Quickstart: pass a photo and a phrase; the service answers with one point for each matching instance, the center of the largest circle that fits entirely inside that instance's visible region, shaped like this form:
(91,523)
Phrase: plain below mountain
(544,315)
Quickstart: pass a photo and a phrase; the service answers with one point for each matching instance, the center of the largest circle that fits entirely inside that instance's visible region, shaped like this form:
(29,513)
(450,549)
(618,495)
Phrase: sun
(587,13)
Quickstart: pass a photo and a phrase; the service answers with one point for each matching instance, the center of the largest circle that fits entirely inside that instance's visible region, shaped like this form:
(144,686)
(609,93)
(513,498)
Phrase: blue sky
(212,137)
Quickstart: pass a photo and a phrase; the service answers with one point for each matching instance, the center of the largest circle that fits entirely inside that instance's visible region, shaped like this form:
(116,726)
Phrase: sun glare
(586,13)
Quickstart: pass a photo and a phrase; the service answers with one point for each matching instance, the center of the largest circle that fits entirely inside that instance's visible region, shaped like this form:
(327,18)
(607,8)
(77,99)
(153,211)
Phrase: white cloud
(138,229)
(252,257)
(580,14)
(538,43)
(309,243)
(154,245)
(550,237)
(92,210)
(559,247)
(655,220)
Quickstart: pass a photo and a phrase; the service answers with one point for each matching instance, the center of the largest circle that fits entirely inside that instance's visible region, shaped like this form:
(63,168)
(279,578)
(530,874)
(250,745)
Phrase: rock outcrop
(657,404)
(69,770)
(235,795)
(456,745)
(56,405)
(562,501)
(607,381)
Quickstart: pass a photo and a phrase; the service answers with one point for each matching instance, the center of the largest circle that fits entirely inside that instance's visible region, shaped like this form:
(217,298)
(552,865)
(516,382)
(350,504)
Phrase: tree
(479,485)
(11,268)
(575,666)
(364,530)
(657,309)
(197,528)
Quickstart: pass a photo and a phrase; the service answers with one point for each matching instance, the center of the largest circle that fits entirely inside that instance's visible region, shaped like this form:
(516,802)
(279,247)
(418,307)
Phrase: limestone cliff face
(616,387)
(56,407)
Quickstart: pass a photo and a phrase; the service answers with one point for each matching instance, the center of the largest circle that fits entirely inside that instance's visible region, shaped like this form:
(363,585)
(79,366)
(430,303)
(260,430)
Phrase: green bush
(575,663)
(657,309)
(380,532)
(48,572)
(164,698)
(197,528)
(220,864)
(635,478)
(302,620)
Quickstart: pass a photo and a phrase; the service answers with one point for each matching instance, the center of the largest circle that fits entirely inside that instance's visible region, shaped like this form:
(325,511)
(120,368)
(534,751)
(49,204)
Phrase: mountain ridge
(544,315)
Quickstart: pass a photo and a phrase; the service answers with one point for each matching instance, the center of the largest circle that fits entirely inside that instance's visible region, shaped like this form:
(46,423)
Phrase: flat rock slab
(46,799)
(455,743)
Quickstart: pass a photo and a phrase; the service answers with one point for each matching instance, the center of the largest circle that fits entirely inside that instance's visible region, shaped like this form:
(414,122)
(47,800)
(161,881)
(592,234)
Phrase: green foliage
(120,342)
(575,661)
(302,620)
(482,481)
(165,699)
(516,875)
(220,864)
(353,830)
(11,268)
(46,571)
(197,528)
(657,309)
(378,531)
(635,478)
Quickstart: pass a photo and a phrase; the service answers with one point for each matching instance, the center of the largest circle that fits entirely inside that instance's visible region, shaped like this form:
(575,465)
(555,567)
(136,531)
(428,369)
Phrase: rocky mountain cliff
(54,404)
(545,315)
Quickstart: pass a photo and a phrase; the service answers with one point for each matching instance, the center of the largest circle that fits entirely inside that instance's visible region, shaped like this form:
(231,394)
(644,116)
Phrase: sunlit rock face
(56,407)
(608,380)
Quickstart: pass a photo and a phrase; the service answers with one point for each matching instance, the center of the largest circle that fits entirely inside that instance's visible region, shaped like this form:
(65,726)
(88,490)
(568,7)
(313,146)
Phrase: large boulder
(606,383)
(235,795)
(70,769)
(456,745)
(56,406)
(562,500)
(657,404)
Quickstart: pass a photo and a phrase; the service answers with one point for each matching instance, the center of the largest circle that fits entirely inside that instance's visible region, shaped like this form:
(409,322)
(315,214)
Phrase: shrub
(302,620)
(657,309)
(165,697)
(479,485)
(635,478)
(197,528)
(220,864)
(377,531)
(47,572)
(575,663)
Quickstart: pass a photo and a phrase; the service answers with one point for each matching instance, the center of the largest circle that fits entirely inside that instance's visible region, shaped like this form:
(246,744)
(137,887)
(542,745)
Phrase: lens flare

▶ [DESCRIPTION OF THE TASK]:
Full transcription, please: every entry, exactly as written.

▶ [RESPONSE TO THE TASK]:
Quickstart: pass a photo and a phrase; the service answers with one point for each matching instance, the center of the largest circle that fits entirely inside that instance's visible region, shaped like this form:
(91,523)
Phrase: plain below mountain
(544,315)
Quickstart: pass a photo and a phrase; the service answers with one point for each matching instance, the center of the largest circle that fits entirely inside that instance's visible region, shaped like this form:
(29,513)
(450,549)
(618,495)
Phrase: sun
(587,13)
Quickstart: pass a photo and a phrase; the service answers with one point for each matching instance, the center of the largest circle that fits entirely inside that instance's visible region, shaped like this form:
(144,686)
(609,93)
(513,498)
Phrase: blue sky
(212,137)
Quickstart: pass a photo and a phrase; the service answers with one point for each matching instance, the center of the largest circle that fits entirely inside that instance's visible region, shaped like this form:
(116,726)
Phrase: sun glare
(586,13)
Quickstart: pass a photo and a phrase; the service answers with one point for each matching instance, the center of the largest circle that fits entirely inside that instance's visible region, shaped like this form:
(327,18)
(607,8)
(77,99)
(153,211)
Phrase: white cloud
(138,229)
(252,257)
(580,14)
(538,43)
(309,243)
(154,245)
(550,237)
(92,210)
(559,247)
(655,220)
Quickstart: pass a photo and a phrase; the service answers with one point for each matching instance, the center of the largest circle that fits entirely inside that instance's visible region, shaped like this form:
(63,168)
(279,578)
(530,874)
(250,745)
Phrase: rock outcrop
(657,404)
(69,770)
(235,795)
(456,745)
(56,405)
(562,501)
(607,381)
Quickstart: pass a photo and a phrase; the service answers with one point for each matching instance, the center of the largest circle that fits entirely inside that instance's visible region, shaped like this form:
(217,298)
(552,865)
(516,382)
(350,504)
Phrase: tree
(479,485)
(11,268)
(575,666)
(364,530)
(657,309)
(197,528)
Quickstart: pass a photo and a phrase; the service answers with one point for each matching instance, the center of the largest circle that fits entirely inside that instance's visible region, shaped like this form:
(516,802)
(279,247)
(418,307)
Phrase: limestone cliff face
(616,387)
(56,407)
Quickstart: pass a photo and a phrase; the service answers with one point for each matching instance, the center of the largest circle that fits entirely inside that instance's visible region, shaped like this form:
(363,585)
(79,366)
(430,303)
(260,430)
Phrase: green bush
(575,663)
(657,309)
(380,532)
(48,572)
(164,698)
(197,528)
(220,864)
(635,478)
(302,620)
Quickstart: pass a photo and a phrase; the service answers with one point for each matching instance, the center of the largest circle that fits entirely inside that instance's visible region, shaped like this form:
(325,511)
(120,368)
(534,751)
(49,204)
Phrase: mountain ridge
(544,315)
Quickstart: pass a photo and a phrase; the service answers with one point for each matching instance, the center of the largest circle that fits entirely inside that instance's visible region, shaped like this form:
(46,423)
Phrase: flat rock slab
(46,799)
(455,743)
Quickstart: pass a photo and a phrase; the service answers with one point for each matching instance, the center of the largest circle that fits entirely inside that instance's visible region, shaped like this form:
(414,122)
(47,800)
(161,881)
(592,234)
Phrase: green foliage
(120,342)
(575,661)
(302,620)
(482,481)
(165,699)
(516,875)
(220,864)
(353,830)
(11,268)
(46,571)
(197,528)
(657,309)
(378,531)
(635,478)
Quickstart: pass a photo and a phrase; the service answers with one point for each matching instance, the center of the largest circle that fits entirely inside that instance's visible region, shaped like this form:
(575,465)
(555,567)
(136,531)
(428,369)
Phrase: rocky mountain cliff
(54,404)
(545,315)
Quickstart: pass a photo and a phrase; the service answers with one point for each matching instance, the center of the largest circle that fits entirely inside that instance's visible region, shaped like this form:
(231,394)
(644,116)
Phrase: sunlit rock face
(56,407)
(608,380)
Quickstart: pass a photo and a phrase; the service answers with one point for each matching instance, the center of the largest circle that fits entirely inside that instance's visible region, shaped like this form:
(65,726)
(88,490)
(568,7)
(313,146)
Phrase: large boulder
(606,383)
(235,795)
(70,769)
(456,745)
(56,406)
(562,500)
(657,404)
Quickstart: pass a photo and a phrase; the service answers with one point for each matching instance, the center of the largest circle that fits entirely inside that instance's visible region, shaped like this form:
(409,322)
(315,214)
Phrase: shrub
(302,620)
(657,309)
(165,697)
(479,485)
(635,478)
(197,528)
(220,864)
(377,531)
(47,572)
(575,663)
Quickstart: pass a photo and a phrase; the service answers with one point for each matching instance, the center of the largest circle that fits entirely inside that instance's visible region, shaped like this form:
(246,744)
(137,887)
(542,745)
Phrase: lens flare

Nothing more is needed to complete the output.